:: Location labeling entries ::
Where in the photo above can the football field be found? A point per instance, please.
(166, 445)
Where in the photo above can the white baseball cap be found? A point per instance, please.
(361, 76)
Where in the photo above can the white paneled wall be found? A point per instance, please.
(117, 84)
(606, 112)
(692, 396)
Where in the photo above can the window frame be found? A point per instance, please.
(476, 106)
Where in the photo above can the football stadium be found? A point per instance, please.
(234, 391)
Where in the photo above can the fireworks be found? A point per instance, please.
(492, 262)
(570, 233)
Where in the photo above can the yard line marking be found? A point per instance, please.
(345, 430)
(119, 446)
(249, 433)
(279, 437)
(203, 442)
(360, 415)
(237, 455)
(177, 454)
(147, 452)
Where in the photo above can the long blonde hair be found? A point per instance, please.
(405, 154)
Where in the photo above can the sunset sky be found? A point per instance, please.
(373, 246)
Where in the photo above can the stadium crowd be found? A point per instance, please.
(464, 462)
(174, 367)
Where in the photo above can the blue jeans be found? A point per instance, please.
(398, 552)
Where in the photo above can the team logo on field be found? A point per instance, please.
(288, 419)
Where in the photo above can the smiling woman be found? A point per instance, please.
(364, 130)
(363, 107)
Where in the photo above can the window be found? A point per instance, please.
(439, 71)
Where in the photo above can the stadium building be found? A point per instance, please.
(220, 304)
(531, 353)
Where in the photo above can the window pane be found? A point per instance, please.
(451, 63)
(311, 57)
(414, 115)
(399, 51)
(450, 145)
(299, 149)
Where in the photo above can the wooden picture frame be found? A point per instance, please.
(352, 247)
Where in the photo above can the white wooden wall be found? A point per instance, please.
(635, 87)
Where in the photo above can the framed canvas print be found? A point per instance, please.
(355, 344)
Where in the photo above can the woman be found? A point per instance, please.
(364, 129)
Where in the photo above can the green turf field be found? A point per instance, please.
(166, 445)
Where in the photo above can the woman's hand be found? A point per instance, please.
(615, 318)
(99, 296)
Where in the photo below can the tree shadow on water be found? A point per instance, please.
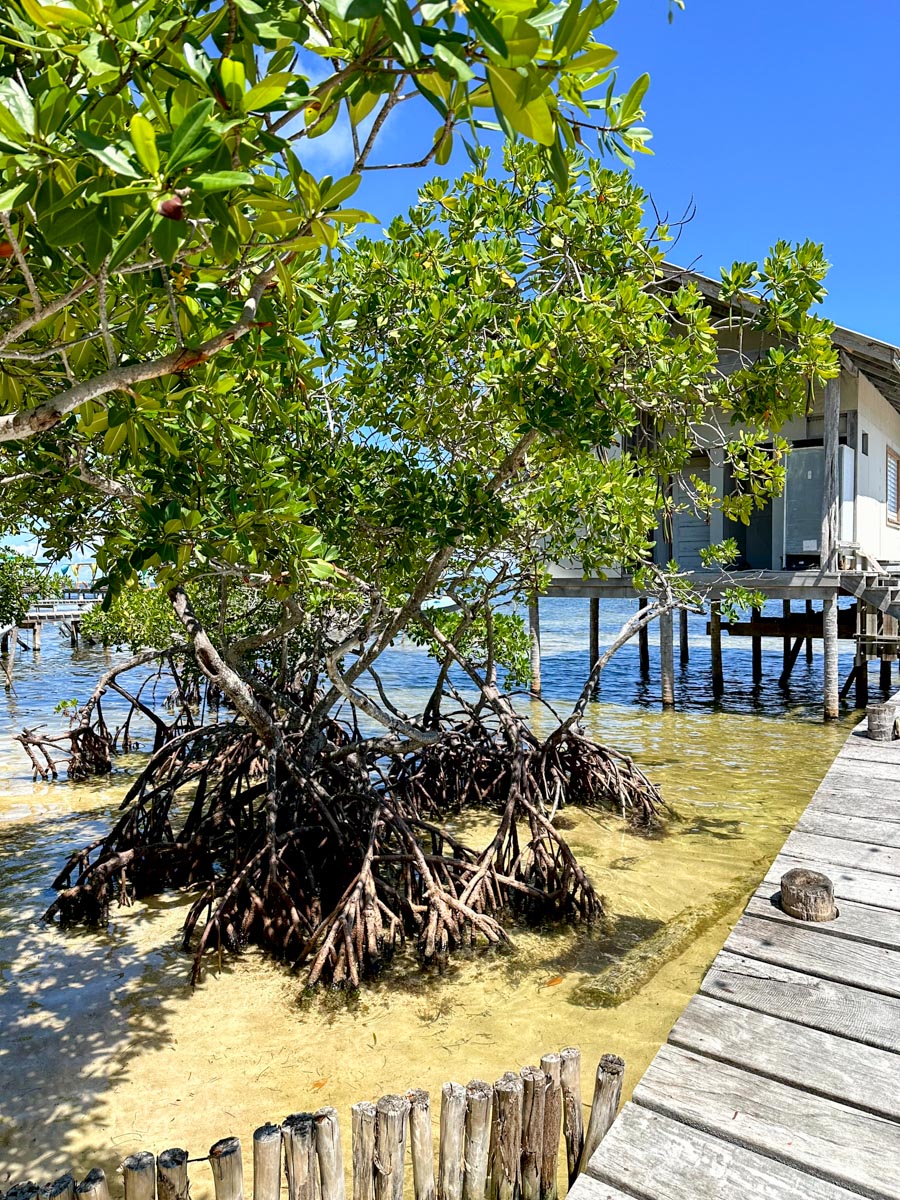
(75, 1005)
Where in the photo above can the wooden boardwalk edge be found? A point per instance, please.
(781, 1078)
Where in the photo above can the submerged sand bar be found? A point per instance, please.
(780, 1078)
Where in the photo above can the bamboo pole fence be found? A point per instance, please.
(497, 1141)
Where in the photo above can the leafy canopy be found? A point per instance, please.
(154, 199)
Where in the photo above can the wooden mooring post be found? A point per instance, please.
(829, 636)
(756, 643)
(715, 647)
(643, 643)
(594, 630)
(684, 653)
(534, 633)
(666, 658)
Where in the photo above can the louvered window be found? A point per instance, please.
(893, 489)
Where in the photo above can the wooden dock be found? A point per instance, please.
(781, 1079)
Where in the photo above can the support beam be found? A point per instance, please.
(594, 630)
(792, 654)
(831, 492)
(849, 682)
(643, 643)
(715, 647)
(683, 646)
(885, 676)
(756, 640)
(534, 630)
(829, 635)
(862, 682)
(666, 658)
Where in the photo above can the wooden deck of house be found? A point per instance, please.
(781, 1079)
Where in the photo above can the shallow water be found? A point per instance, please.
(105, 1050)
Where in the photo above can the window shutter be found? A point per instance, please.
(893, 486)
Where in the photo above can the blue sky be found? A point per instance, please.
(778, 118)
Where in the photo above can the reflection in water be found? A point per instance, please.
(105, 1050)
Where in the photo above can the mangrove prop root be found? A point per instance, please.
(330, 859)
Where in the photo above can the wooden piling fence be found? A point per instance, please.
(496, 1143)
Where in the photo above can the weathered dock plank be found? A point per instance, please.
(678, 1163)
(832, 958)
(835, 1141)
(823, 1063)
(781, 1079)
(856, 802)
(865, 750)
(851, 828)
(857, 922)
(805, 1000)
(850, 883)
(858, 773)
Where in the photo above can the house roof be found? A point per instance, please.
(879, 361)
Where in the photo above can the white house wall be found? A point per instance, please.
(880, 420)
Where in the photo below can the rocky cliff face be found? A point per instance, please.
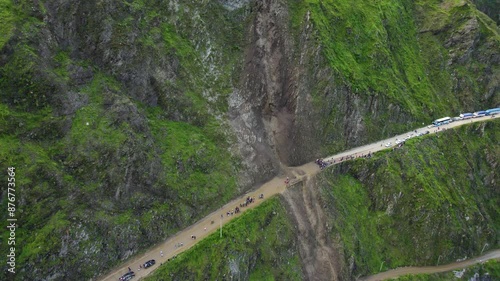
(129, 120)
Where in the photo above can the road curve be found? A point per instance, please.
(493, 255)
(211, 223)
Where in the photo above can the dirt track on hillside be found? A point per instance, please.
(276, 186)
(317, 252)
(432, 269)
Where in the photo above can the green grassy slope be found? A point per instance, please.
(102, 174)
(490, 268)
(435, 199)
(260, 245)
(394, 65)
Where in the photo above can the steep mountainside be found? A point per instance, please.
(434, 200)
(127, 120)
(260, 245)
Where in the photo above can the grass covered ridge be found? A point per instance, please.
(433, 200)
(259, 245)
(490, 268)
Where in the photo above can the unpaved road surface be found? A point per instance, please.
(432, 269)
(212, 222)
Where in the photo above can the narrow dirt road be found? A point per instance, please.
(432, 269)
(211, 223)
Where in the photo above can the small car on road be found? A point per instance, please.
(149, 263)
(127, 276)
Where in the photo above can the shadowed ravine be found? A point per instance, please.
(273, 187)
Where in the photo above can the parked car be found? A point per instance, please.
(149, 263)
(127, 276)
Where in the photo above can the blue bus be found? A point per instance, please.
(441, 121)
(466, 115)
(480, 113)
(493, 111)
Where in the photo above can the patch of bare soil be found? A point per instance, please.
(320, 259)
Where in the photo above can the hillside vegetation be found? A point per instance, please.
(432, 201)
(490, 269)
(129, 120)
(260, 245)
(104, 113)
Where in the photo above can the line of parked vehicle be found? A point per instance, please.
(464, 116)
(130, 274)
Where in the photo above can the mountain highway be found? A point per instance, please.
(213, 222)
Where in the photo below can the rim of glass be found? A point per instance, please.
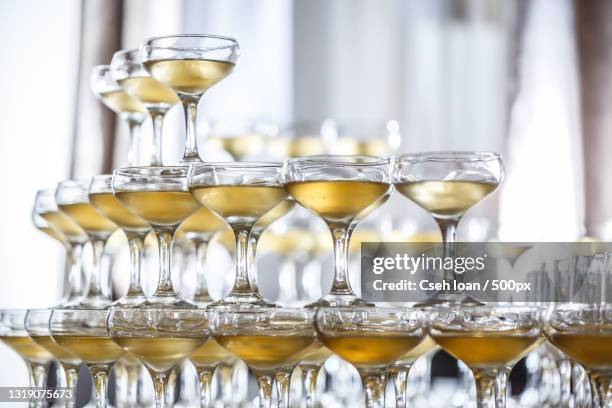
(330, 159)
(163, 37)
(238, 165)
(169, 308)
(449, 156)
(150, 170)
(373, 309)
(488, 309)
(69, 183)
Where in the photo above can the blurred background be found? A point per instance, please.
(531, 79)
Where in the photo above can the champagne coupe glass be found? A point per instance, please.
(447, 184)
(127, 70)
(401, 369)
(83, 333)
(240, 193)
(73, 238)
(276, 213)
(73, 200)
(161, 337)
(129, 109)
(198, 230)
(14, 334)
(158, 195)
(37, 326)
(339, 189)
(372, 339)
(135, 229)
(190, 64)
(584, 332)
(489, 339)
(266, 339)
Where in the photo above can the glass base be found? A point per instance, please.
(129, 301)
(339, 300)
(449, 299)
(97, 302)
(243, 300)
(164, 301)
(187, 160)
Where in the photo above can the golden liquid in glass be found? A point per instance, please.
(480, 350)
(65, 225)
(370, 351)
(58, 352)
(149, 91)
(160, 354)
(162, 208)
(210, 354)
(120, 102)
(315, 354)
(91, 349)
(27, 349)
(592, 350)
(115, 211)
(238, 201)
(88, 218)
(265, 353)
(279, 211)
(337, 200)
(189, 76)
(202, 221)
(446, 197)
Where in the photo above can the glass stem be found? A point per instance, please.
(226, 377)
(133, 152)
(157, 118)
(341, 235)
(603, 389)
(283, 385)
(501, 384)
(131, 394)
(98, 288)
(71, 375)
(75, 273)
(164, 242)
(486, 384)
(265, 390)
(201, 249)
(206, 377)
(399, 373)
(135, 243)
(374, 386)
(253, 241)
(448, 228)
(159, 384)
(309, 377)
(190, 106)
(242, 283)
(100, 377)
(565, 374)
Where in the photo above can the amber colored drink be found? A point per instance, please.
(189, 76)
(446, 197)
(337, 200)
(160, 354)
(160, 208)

...

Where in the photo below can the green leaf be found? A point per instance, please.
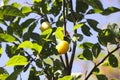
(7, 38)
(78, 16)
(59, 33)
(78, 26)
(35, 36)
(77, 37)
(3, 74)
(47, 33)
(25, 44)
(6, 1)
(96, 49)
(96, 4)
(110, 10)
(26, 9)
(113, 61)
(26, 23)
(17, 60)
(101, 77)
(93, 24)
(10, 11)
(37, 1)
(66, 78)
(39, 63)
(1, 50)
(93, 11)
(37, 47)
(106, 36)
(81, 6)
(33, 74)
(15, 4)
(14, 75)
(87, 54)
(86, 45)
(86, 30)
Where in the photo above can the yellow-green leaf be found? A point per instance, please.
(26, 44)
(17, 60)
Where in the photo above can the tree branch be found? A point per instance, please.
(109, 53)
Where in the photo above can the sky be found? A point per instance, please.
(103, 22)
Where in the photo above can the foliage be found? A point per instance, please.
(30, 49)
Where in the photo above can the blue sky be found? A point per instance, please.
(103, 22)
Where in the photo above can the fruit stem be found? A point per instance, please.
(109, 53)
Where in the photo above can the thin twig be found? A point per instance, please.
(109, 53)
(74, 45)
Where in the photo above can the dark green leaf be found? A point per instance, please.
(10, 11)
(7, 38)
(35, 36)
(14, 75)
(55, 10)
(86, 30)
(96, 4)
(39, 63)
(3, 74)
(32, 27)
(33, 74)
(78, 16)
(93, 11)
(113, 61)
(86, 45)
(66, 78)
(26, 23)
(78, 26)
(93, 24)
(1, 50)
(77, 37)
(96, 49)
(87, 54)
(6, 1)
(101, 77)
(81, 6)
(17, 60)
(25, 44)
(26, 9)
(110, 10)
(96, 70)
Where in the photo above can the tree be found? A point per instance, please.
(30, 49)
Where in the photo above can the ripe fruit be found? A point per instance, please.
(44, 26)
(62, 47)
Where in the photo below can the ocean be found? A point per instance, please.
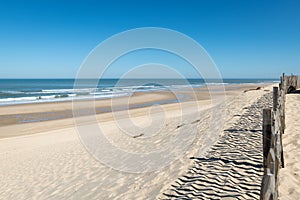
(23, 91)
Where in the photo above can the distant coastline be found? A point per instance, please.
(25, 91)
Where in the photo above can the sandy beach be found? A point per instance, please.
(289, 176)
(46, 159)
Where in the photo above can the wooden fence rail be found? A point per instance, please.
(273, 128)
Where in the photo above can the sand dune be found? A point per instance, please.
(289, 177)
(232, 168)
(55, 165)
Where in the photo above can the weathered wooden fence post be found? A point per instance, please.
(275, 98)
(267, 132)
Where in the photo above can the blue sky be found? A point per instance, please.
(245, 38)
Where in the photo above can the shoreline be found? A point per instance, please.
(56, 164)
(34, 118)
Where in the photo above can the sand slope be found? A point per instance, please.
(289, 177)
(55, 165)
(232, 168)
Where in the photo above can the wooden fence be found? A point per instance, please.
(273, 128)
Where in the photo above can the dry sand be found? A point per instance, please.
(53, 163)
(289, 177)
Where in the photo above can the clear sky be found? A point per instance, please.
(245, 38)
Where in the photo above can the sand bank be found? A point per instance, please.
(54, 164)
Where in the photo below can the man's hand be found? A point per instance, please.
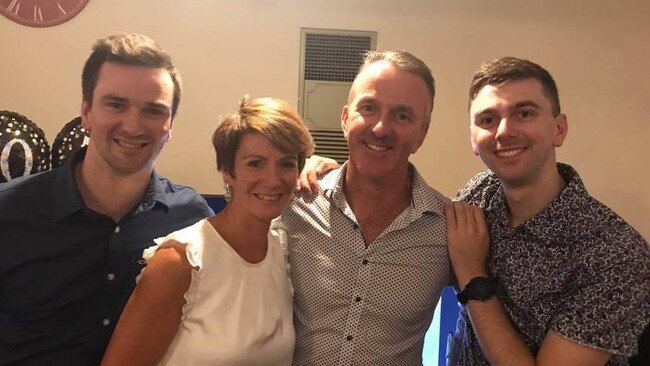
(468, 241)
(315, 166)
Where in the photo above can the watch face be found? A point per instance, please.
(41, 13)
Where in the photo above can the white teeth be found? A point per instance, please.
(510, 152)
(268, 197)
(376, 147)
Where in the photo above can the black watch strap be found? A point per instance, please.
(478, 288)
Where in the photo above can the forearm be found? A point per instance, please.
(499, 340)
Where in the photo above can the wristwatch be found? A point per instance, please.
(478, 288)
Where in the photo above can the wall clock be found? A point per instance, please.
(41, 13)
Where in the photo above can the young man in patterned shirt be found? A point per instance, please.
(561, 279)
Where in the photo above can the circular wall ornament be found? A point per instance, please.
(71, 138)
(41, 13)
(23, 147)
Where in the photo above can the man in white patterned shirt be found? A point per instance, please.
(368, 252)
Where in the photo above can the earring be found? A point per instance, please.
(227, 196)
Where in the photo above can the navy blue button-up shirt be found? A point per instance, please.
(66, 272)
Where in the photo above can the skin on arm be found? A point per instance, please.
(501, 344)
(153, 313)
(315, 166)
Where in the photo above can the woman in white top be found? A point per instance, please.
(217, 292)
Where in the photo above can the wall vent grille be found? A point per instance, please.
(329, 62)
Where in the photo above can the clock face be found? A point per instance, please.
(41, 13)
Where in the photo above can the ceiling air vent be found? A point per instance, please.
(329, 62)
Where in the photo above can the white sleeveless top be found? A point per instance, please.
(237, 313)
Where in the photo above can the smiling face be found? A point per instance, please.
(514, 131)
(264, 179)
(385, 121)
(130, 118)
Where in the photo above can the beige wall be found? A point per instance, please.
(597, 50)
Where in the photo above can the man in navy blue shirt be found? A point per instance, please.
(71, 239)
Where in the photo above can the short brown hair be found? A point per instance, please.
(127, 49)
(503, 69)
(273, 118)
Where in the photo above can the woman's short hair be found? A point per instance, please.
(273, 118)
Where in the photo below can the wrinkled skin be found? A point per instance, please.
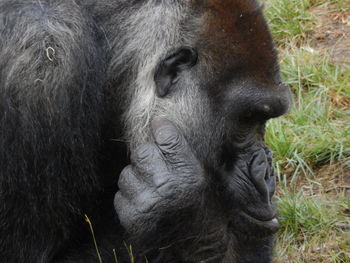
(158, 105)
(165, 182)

:: WORK TO DO ::
Please return each line from the entries above that contains the word "green".

:: WRITTEN ANSWER ::
Where in the photo above can the green turf field be found? A point per instance, please.
Where in the photo above can the green grassy slope be found? A point per instance, please.
Where in the photo below can the green leaf be found? A point per instance, please.
Where in the photo above can the yellow-green leaf be found? A point per instance, please.
Where in the photo above can the dark green leaf be found? A point per instance, please.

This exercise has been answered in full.